Quote every one of the items below word for word.

#####

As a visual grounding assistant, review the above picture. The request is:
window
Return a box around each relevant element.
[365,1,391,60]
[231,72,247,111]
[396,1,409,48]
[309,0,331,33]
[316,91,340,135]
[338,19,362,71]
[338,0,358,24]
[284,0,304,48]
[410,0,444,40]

#####

- [Answer below]
As a visual grounding assistant, review the above picture. The request is:
window
Return a box around each relevant element.
[365,1,391,60]
[231,72,247,111]
[396,1,409,48]
[309,0,331,33]
[316,91,340,135]
[338,19,362,71]
[338,0,358,24]
[284,0,304,48]
[410,0,444,40]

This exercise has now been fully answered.